# WHAT IS EXPECTED:
From the entries below, pick out every line that contains the word "tree" and copy each one in full.

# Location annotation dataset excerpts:
--------------------------------------------------
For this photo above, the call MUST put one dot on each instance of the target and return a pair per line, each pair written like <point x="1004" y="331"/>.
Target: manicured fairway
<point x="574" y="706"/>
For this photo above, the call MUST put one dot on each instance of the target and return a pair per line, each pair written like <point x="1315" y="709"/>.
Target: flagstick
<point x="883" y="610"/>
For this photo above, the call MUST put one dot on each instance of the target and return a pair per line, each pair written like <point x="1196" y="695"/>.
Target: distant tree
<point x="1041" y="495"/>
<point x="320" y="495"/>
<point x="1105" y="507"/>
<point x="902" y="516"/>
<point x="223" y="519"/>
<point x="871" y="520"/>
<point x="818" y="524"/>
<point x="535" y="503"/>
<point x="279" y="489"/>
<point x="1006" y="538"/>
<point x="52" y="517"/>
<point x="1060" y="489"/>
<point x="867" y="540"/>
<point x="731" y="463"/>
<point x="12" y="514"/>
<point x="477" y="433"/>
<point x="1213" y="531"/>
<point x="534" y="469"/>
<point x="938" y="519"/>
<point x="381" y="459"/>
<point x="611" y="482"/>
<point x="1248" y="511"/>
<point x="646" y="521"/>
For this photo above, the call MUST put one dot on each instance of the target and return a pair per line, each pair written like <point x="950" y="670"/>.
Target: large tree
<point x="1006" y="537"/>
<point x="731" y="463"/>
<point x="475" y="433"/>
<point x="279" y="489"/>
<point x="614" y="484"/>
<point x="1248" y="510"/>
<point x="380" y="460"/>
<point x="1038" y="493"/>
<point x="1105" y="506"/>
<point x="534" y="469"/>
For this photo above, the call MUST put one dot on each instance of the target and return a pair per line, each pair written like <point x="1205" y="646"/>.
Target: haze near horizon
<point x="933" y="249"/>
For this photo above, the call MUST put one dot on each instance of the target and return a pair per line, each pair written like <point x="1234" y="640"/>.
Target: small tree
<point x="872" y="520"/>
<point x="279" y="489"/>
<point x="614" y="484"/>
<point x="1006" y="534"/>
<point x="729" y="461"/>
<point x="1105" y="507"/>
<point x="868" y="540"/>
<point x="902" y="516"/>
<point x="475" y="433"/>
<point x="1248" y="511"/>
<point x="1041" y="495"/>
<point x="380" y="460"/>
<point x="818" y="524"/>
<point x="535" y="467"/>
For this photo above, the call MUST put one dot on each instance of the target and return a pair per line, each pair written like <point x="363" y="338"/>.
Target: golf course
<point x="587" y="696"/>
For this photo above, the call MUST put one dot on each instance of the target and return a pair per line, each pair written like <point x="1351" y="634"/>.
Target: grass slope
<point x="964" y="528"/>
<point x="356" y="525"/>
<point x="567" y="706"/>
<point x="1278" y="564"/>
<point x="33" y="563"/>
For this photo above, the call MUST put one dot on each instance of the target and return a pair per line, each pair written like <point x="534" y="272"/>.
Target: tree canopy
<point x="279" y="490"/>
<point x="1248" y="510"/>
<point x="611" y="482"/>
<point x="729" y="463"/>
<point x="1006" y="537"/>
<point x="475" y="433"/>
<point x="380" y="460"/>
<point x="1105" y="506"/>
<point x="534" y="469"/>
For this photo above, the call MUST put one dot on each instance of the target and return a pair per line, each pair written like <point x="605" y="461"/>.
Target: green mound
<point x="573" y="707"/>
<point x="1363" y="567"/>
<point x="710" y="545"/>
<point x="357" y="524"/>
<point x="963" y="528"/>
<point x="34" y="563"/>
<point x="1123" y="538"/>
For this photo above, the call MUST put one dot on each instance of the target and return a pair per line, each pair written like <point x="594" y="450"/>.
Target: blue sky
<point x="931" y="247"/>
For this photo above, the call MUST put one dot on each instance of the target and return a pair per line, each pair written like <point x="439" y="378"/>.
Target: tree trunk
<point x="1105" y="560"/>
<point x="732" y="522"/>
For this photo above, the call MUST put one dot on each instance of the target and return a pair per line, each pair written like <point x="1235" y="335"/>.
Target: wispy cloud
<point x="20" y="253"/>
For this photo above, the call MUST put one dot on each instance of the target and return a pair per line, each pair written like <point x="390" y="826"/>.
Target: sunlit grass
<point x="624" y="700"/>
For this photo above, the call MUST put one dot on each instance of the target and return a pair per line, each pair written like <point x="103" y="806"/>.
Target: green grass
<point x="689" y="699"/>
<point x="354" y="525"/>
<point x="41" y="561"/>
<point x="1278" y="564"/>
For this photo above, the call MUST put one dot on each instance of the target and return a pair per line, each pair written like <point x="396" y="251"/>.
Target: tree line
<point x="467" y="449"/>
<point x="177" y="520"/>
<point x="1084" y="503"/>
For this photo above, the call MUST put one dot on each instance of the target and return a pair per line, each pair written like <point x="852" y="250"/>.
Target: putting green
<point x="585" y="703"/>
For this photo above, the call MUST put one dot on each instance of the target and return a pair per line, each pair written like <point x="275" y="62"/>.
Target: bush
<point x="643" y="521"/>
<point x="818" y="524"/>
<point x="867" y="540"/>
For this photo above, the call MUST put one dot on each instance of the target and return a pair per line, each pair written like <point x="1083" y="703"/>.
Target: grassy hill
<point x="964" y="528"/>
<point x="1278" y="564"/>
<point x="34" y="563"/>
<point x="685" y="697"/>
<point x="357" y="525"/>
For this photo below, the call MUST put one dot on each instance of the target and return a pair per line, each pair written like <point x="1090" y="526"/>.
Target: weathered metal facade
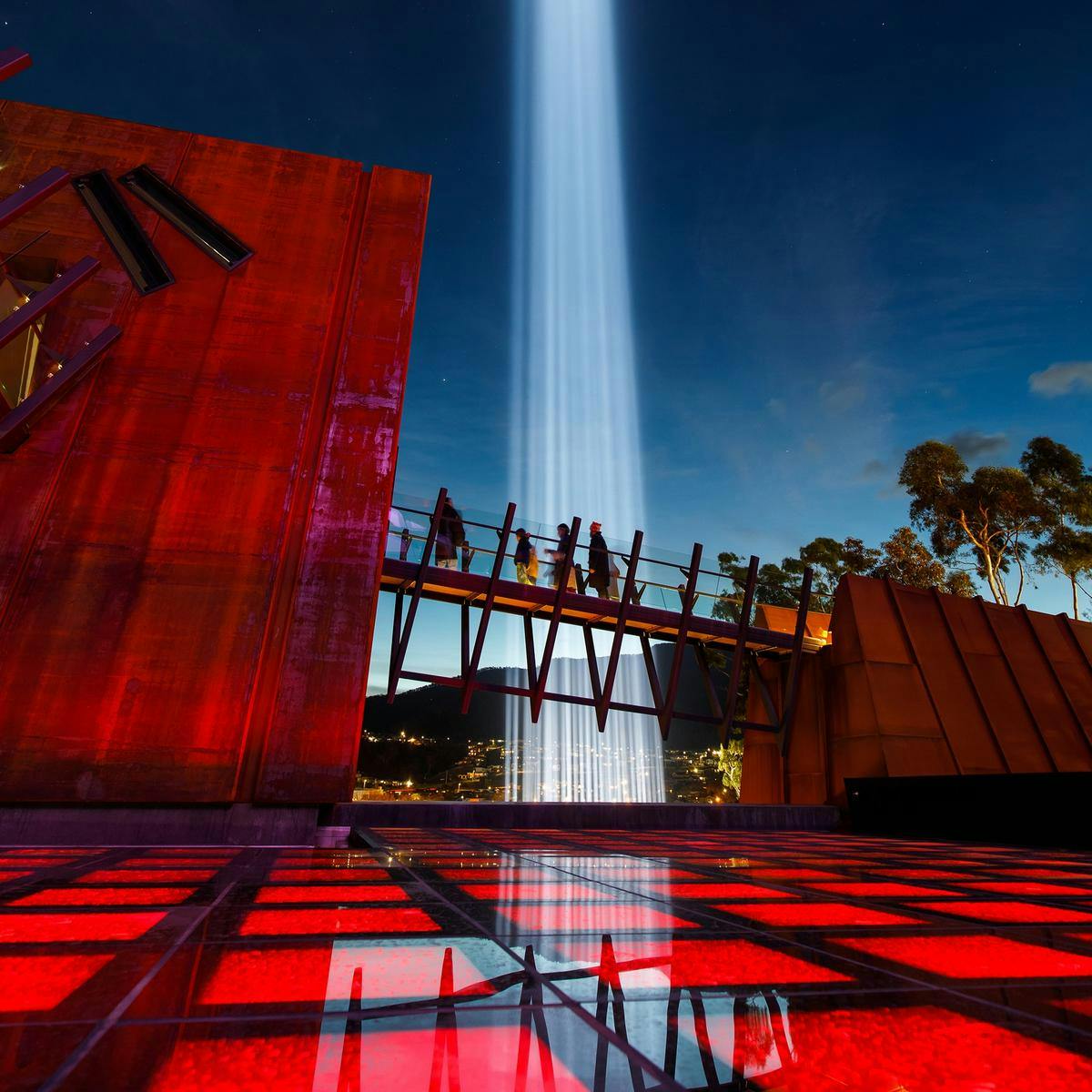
--------------------------------------------------
# OUTPUT OF THE EXERCISE:
Target: distant tree
Target: large tree
Target: small tree
Target: tree canopy
Target: tree trunk
Target: tree line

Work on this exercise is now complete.